> **What needs to be done**: Exactly as given, repeat all of the entries.

## begin Raw records

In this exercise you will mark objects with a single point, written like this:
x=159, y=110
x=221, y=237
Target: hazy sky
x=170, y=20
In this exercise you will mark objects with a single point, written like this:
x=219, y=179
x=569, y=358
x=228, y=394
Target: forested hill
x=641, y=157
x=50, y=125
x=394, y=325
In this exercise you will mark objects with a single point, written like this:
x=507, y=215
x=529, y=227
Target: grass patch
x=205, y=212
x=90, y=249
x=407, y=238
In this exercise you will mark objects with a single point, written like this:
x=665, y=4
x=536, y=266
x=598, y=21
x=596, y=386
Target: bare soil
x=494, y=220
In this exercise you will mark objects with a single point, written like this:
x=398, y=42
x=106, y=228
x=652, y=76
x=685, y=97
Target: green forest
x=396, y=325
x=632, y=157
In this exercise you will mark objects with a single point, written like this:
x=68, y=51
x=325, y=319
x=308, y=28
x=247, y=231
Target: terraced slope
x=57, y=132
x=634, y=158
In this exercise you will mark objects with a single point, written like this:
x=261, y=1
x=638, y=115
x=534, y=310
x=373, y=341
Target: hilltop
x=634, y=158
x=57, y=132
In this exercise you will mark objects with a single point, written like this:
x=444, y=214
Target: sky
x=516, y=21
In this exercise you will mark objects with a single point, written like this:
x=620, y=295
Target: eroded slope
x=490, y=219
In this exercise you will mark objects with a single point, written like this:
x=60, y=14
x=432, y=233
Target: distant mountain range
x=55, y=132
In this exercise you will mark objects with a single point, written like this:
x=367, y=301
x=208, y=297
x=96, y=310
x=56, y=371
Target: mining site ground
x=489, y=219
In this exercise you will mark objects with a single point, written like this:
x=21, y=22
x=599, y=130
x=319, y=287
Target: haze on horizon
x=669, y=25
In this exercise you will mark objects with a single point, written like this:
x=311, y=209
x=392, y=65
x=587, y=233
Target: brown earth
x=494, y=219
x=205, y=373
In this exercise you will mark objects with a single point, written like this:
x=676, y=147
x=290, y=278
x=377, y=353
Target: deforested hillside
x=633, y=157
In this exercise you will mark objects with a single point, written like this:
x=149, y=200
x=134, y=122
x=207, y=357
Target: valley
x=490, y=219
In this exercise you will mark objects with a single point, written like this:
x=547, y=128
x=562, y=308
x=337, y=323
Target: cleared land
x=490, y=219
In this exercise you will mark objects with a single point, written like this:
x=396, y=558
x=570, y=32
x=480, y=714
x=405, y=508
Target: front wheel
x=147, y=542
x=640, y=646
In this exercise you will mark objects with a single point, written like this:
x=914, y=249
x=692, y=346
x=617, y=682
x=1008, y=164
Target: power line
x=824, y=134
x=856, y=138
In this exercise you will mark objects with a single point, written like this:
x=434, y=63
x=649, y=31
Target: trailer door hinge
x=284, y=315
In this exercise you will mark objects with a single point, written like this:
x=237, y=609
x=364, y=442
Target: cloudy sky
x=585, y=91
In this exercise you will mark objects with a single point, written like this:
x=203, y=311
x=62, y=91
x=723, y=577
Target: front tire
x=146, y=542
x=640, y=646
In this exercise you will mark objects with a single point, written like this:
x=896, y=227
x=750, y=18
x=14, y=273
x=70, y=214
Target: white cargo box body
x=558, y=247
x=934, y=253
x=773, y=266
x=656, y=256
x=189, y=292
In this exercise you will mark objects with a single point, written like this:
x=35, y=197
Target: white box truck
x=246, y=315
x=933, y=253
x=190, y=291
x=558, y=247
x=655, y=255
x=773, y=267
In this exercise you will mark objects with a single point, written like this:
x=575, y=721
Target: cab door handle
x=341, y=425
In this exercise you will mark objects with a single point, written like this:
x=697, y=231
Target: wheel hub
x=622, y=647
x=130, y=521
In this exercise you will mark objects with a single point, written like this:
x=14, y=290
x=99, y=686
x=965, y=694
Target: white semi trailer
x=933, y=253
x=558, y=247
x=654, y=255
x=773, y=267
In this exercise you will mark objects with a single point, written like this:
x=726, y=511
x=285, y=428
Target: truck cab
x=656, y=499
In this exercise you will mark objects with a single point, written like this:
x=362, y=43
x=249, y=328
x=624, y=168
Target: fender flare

## end Raw records

> **Task solution**:
In this exercise you will mark objects with a single point, written like this:
x=159, y=110
x=221, y=237
Target: hazy sky
x=170, y=20
In this exercise you will mark objects with a single point, written like this:
x=219, y=179
x=569, y=358
x=228, y=394
Target: forested hill
x=641, y=157
x=50, y=125
x=394, y=325
In this exercise you will mark objects with a single point, written like this:
x=507, y=215
x=529, y=227
Target: grass patch
x=205, y=212
x=90, y=249
x=407, y=238
In this exercise you will mark objects with a single point, written like this:
x=665, y=4
x=536, y=266
x=598, y=21
x=596, y=386
Target: bare soil
x=494, y=220
In this exercise you will mark objects with a single point, written like this:
x=398, y=42
x=106, y=228
x=652, y=76
x=685, y=97
Target: green forest
x=396, y=325
x=632, y=157
In this exercise you will mark objects with a single point, written like this:
x=68, y=51
x=325, y=319
x=308, y=28
x=247, y=231
Target: terraced slope
x=57, y=132
x=634, y=158
In this exercise you will mark objects with a single point, written like this:
x=261, y=1
x=638, y=115
x=534, y=310
x=373, y=341
Target: hilltop
x=634, y=158
x=57, y=132
In this exercise you will mark objects with a single point, written like this:
x=444, y=214
Target: sky
x=516, y=21
In this exercise you will mark objects with a single point, written like this:
x=620, y=295
Target: eroded slope
x=490, y=219
In this exercise you will mark objects with a single point, written like this:
x=60, y=14
x=432, y=233
Target: distant mountain range
x=55, y=132
In this exercise you will mark objects with a single point, written like this:
x=367, y=301
x=208, y=297
x=96, y=310
x=56, y=371
Target: mining site ground
x=489, y=219
In this exercise you will mark objects with a single point, written like this:
x=21, y=22
x=599, y=130
x=319, y=287
Target: haze on horizon
x=669, y=25
In this exercise you will mark objects with a single point, written like this:
x=311, y=209
x=392, y=65
x=587, y=233
Target: brown earth
x=494, y=219
x=205, y=373
In this exercise you will mark objects with a single point, written like this:
x=676, y=147
x=290, y=278
x=377, y=353
Target: deforested hillside
x=633, y=157
In this exercise you will mark objects with a single point, written like this:
x=149, y=200
x=134, y=122
x=207, y=357
Target: valley
x=490, y=219
In this exercise you will mark objects with a single point, written like this:
x=547, y=128
x=562, y=308
x=337, y=323
Target: cleared land
x=490, y=219
In this exercise you will mark objects with a single point, written like this:
x=396, y=558
x=570, y=32
x=480, y=714
x=405, y=508
Target: front wheel
x=147, y=542
x=640, y=646
In this exercise you will mark objects with a single point, written like this:
x=914, y=249
x=692, y=346
x=617, y=682
x=1008, y=164
Target: power line
x=824, y=134
x=856, y=138
In this exercise you will mark objects with a single point, written like this:
x=434, y=63
x=649, y=31
Target: trailer door hinge
x=284, y=315
In this exercise you will mark objects with a single point, written like this:
x=237, y=609
x=364, y=442
Target: cloudy sky
x=585, y=91
In this exercise you will mark objects with a single point, written like this:
x=203, y=311
x=62, y=91
x=723, y=577
Target: front tire
x=146, y=542
x=640, y=646
In this exercise you will mark objects with a single point, written like this:
x=896, y=227
x=750, y=18
x=14, y=273
x=70, y=214
Target: white cargo box body
x=558, y=247
x=934, y=253
x=773, y=266
x=656, y=256
x=189, y=292
In this exercise you will mark objects with a single point, written like this:
x=35, y=197
Target: white box truck
x=246, y=315
x=933, y=253
x=190, y=291
x=558, y=247
x=655, y=255
x=773, y=267
In this exercise you will mark objects with a single point, written like this:
x=575, y=721
Target: cab door handle
x=341, y=425
In this exercise you will mark objects with a single point, written like this:
x=697, y=231
Target: wheel hub
x=622, y=647
x=130, y=521
In this exercise you will mark objects with a single point, written like this:
x=14, y=290
x=99, y=686
x=965, y=694
Target: white semi trailer
x=933, y=253
x=558, y=247
x=654, y=255
x=773, y=267
In this exercise you will mark objects with a single point, written like this:
x=726, y=511
x=285, y=428
Target: truck cab
x=656, y=499
In this exercise you will mark objects with a single point, written like this:
x=362, y=43
x=249, y=328
x=624, y=168
Target: fender flare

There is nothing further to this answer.